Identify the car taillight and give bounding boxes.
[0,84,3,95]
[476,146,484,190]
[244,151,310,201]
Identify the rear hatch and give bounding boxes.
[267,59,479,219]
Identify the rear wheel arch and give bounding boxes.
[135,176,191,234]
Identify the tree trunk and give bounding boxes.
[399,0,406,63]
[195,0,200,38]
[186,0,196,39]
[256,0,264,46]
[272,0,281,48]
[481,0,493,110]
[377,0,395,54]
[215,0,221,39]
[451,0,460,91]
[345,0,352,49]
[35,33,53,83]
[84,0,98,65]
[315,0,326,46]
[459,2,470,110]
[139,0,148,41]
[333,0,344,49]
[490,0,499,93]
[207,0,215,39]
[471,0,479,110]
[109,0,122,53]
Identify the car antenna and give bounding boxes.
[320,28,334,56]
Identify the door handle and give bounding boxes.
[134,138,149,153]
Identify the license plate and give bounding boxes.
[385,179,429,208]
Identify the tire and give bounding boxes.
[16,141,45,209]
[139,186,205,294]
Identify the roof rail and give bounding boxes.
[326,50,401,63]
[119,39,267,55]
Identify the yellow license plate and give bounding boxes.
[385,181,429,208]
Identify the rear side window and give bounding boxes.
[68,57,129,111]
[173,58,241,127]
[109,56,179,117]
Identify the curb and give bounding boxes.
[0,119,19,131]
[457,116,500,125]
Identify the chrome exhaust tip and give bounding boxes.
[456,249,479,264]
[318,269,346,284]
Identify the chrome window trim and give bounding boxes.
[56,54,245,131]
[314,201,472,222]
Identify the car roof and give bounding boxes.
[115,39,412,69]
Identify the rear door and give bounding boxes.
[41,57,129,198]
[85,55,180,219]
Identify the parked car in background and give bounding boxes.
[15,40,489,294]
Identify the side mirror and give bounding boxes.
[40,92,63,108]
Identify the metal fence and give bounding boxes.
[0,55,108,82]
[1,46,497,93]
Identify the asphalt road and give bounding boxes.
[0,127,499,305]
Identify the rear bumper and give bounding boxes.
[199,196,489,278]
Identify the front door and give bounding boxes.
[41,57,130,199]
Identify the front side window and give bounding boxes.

- [Work required]:
Begin with the line containing "Identify the rear bumper" and repeat each line exactly until the records above end.

- [Answer box]:
Identify the rear bumper and give bounding boxes.
[199,196,489,278]
Identify the front door and give bounding boxes.
[41,57,130,199]
Identify the front side window and give bounding boxes.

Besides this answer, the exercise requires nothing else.